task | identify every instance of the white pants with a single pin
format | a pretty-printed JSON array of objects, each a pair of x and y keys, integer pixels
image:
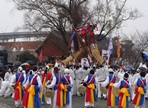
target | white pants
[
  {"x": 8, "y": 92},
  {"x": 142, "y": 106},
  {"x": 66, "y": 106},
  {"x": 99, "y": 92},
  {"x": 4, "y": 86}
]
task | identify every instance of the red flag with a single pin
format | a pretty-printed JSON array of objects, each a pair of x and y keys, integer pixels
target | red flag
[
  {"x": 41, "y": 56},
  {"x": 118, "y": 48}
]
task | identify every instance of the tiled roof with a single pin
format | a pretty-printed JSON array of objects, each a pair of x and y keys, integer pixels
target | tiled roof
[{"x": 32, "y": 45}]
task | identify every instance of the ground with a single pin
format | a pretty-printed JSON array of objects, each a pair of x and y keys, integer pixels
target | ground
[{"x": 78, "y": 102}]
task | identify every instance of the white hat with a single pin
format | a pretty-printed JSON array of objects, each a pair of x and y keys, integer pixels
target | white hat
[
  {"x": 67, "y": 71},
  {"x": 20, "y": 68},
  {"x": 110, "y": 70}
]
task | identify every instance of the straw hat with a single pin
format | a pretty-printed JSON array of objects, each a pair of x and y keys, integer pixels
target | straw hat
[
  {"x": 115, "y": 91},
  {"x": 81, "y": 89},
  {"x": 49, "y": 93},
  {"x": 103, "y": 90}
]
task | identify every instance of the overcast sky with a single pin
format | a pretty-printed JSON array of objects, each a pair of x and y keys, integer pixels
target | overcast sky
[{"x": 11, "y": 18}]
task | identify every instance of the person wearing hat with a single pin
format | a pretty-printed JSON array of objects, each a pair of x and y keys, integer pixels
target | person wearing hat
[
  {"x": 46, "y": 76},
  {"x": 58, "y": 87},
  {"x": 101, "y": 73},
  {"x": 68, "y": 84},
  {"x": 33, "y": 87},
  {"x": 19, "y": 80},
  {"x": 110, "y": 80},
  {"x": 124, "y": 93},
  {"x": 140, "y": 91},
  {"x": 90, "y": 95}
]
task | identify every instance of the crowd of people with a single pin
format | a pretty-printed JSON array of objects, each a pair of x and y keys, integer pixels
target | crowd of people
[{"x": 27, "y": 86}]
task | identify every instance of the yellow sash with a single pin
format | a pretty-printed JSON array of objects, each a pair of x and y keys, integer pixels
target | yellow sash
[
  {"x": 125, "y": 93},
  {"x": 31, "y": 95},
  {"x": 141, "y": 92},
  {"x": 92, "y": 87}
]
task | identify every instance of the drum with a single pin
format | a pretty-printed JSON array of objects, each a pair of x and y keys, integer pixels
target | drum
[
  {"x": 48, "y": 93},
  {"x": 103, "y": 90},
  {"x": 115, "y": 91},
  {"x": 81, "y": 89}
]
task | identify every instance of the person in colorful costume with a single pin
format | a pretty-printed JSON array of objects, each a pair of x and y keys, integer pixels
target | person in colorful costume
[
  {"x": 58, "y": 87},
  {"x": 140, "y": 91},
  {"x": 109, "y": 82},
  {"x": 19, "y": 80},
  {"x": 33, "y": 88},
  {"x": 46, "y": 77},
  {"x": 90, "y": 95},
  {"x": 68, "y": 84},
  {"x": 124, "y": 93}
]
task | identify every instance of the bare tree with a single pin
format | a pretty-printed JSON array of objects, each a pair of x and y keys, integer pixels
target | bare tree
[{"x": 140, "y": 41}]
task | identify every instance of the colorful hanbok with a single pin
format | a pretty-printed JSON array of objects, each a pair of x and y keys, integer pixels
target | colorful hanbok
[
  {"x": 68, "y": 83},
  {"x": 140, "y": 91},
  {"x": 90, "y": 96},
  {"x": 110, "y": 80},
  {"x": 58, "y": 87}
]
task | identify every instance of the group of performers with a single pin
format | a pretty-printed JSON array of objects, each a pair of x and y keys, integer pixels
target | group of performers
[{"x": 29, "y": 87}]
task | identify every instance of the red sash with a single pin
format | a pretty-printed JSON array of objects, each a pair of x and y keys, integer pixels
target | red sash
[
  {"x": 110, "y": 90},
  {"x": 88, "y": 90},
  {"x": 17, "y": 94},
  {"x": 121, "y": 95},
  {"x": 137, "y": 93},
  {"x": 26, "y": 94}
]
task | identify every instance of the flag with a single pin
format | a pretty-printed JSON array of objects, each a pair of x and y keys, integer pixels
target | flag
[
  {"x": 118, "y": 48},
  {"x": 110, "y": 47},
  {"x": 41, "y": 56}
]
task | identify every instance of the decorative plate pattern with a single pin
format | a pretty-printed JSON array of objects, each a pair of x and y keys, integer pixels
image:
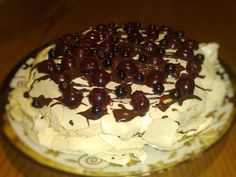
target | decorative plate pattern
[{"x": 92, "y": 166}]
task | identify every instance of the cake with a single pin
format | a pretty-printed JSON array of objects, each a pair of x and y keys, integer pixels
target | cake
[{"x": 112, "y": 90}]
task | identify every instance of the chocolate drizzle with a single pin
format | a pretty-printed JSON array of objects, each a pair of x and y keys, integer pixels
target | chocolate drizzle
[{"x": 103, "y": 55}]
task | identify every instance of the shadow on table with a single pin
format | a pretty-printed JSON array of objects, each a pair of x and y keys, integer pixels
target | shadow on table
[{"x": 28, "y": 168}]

==

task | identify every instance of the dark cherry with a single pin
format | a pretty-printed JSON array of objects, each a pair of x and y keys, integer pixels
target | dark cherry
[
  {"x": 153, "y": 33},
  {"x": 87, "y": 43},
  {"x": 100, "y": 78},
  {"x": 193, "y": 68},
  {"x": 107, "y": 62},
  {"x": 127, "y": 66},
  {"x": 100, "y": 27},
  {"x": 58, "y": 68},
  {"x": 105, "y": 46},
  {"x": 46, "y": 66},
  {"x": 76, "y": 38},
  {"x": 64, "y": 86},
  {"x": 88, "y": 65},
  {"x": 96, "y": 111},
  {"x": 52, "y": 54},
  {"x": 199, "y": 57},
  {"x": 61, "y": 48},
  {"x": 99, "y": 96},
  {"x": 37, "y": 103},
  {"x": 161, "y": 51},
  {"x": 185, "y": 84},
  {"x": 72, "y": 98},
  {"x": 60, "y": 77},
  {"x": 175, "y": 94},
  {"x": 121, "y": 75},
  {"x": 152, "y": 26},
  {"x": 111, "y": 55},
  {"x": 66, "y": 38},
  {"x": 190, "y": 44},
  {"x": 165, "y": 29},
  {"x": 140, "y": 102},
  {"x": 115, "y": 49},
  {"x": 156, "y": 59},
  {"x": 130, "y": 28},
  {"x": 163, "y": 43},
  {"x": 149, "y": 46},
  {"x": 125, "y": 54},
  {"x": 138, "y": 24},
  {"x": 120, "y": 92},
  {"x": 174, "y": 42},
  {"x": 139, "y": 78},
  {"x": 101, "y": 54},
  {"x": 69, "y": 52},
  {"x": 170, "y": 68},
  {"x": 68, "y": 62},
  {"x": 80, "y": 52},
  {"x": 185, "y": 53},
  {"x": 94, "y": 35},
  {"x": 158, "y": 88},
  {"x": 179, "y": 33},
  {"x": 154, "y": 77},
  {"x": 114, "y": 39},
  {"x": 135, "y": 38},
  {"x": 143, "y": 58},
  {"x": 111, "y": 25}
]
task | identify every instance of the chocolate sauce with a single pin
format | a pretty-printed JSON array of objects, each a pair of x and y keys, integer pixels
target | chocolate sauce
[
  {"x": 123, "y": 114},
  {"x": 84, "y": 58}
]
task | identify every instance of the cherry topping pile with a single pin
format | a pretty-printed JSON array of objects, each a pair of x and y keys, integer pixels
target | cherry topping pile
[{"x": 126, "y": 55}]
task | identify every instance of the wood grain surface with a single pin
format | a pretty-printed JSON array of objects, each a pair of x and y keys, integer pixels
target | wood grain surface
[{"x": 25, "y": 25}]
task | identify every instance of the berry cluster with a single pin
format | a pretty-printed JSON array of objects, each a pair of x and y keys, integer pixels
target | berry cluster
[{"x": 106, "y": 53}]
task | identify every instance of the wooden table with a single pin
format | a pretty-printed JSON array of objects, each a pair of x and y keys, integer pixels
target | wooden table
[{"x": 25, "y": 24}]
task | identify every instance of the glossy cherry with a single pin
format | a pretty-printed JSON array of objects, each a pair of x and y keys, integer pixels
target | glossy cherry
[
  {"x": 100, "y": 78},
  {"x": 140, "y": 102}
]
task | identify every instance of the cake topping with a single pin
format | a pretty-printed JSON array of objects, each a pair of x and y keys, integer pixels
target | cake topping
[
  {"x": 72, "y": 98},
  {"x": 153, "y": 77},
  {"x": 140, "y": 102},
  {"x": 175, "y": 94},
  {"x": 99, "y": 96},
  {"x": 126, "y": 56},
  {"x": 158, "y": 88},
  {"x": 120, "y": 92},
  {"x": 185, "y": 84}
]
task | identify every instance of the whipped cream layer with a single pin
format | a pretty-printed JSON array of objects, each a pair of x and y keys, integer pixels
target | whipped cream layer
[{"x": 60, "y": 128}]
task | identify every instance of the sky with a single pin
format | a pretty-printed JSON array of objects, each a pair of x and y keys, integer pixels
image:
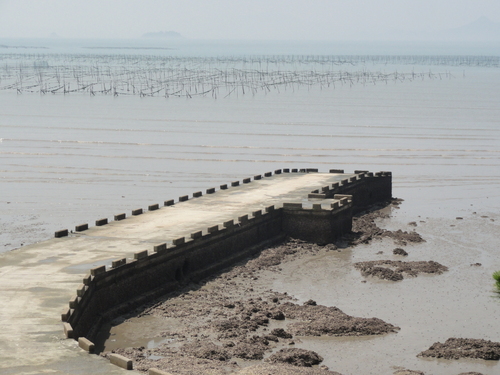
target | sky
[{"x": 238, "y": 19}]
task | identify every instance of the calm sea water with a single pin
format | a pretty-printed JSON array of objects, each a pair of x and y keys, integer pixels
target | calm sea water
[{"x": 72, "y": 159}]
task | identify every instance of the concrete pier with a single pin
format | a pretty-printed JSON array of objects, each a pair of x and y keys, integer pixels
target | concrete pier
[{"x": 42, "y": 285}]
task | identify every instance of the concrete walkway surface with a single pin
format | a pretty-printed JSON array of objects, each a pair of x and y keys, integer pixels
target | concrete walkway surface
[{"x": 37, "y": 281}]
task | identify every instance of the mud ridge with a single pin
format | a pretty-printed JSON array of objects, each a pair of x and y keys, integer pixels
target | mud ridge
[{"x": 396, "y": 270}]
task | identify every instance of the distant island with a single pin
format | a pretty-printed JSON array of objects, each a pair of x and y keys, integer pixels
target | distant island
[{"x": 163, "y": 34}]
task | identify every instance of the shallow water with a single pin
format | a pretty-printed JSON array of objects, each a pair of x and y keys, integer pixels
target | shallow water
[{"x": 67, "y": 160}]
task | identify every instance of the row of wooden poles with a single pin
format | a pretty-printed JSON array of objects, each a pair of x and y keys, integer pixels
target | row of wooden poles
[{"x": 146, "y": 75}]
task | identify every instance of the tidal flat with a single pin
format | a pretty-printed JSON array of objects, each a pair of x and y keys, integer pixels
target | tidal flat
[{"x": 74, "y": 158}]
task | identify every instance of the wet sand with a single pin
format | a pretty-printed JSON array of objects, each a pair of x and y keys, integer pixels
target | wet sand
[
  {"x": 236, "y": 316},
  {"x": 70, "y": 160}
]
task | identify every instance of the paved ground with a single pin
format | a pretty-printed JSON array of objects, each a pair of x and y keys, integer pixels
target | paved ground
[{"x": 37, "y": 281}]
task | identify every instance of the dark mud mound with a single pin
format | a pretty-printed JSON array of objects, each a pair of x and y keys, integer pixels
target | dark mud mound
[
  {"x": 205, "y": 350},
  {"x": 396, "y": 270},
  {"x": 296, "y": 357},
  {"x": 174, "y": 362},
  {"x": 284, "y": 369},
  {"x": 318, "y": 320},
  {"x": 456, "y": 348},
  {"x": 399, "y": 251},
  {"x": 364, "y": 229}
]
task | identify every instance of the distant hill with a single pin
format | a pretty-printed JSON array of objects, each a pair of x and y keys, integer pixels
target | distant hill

==

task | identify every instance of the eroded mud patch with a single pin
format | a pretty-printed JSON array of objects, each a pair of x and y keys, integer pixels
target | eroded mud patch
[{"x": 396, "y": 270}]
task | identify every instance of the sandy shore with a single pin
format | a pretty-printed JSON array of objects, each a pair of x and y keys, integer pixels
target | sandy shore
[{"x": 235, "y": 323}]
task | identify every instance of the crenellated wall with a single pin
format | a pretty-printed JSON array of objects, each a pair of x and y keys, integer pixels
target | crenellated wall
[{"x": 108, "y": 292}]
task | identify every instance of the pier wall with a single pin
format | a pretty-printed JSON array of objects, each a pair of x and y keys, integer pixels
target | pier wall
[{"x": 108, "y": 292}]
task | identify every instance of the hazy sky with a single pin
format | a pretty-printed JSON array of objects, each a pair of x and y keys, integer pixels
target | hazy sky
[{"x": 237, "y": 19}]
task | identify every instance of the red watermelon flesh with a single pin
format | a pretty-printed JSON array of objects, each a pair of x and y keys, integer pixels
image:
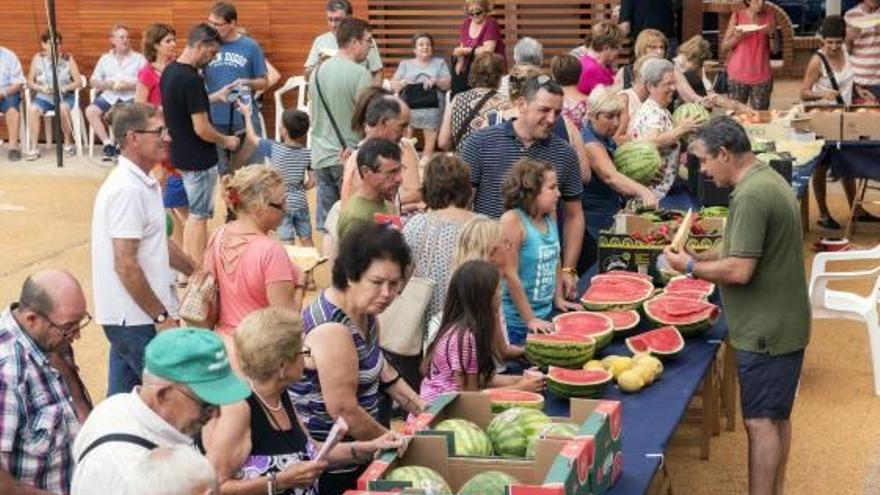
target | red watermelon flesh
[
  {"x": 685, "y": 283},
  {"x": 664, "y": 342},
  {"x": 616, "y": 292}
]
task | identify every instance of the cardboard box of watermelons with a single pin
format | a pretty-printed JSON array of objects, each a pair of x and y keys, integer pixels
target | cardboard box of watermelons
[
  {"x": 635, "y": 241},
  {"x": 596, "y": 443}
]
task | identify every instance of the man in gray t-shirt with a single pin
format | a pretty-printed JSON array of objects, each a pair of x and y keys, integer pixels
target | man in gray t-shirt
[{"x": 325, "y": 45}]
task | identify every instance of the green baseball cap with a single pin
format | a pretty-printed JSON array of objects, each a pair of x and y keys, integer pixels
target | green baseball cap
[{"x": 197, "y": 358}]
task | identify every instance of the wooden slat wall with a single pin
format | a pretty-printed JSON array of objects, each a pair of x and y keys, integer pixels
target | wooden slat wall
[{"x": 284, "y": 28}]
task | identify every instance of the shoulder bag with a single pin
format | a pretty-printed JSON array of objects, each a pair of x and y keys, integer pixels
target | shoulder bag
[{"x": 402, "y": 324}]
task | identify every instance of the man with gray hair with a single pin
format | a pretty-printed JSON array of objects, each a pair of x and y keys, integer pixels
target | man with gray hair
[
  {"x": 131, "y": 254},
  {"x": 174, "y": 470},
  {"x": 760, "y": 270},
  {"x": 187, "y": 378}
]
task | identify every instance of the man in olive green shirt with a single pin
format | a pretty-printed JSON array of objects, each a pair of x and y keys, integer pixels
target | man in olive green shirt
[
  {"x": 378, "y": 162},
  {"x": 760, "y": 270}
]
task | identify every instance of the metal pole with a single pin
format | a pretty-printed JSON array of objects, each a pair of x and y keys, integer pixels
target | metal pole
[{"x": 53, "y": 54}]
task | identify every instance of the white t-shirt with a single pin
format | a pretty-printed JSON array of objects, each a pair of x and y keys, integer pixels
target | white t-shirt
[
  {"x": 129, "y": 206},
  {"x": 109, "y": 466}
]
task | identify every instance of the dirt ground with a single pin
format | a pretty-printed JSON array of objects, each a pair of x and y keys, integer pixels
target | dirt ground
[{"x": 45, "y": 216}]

■ **Required work**: Leaving out all pictures, set down exactly the lines of the material above, from the line with "task | identify every instance of the whipped" to the line with "task | identify every instance of the concrete walkway" inclusive, and no others.

■ **The answer**:
task | identify every instance of the whipped cream layer with a single pin
format | a pretty-printed JSON array of objects, each a pair of x and y keys, integer pixels
target | whipped cream layer
[{"x": 60, "y": 128}]
task | identify every instance of the sky with a single pin
format | a pretty-printed JSON array of objects, each a pair of x and y keys, integer pixels
image:
target | sky
[{"x": 238, "y": 19}]
task | identify every instance of the calm sea water with a single pin
format | a pretty-printed JSON array of objects, each a pair of x and y keys, integer pixels
target | calm sea water
[{"x": 72, "y": 159}]
task | identify every instance of the concrete pier with a single pin
format | a pretty-printed JSON array of objects, each a pair of x and y keys, integer pixels
target | concrete pier
[{"x": 42, "y": 285}]
task | identify every instance of the concrete walkway surface with a single pin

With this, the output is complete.